Give the lines as a Markdown table with two columns, Number and Line, starting at the line that contains "Q: For every instance of the fallen" and ending with the last line. Number the rows and leave out blank lines.

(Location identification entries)
^^^^^^^^^^^^^^^^
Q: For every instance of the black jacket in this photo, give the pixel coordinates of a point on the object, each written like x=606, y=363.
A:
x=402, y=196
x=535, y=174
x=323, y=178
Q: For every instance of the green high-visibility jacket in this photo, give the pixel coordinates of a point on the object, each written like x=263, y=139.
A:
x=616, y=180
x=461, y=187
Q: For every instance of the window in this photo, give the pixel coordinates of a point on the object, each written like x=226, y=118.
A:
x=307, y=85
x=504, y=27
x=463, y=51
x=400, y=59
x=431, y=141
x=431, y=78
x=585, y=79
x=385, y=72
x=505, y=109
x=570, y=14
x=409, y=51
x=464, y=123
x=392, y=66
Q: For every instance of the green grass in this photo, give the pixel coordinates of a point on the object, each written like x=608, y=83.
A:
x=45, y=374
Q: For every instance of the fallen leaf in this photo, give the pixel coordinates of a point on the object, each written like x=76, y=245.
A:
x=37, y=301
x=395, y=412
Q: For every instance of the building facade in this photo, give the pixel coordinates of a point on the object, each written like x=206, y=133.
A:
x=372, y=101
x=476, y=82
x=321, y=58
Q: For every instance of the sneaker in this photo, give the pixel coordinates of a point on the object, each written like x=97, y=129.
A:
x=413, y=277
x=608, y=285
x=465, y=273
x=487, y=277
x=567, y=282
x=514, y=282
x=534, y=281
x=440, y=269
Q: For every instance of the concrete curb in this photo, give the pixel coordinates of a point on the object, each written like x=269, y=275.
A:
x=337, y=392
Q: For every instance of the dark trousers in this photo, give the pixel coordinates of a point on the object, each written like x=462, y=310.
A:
^^^^^^^^^^^^^^^^
* [Full response]
| Number | Line |
|---|---|
| 1 | Q: For every instance of the fallen leaf in this photo, give the pixel coordinates of a point on the object, each written like x=76, y=245. |
| 2 | A: |
| 3 | x=37, y=301 |
| 4 | x=395, y=412 |
| 5 | Q: For every instance of the building facade in this photo, give the pixel coordinates of a point on the object, each written like x=206, y=133. |
| 6 | A: |
| 7 | x=372, y=101 |
| 8 | x=476, y=82 |
| 9 | x=321, y=58 |
| 10 | Q: For every instance of the sneaker in this photo, give the pixel coordinates of a point on the object, each written like x=97, y=129. |
| 11 | A: |
| 12 | x=413, y=277 |
| 13 | x=608, y=285 |
| 14 | x=465, y=273 |
| 15 | x=487, y=277 |
| 16 | x=567, y=282 |
| 17 | x=514, y=282 |
| 18 | x=534, y=281 |
| 19 | x=440, y=269 |
| 20 | Q: For every instance of the concrete curb in this photo, give the pixel coordinates of a point on the object, each written like x=269, y=275. |
| 21 | A: |
| 22 | x=337, y=392 |
| 23 | Q: For every instance of the dark trousers in this photo, give the pixel coordinates of a point on the object, each written like x=462, y=310. |
| 24 | A: |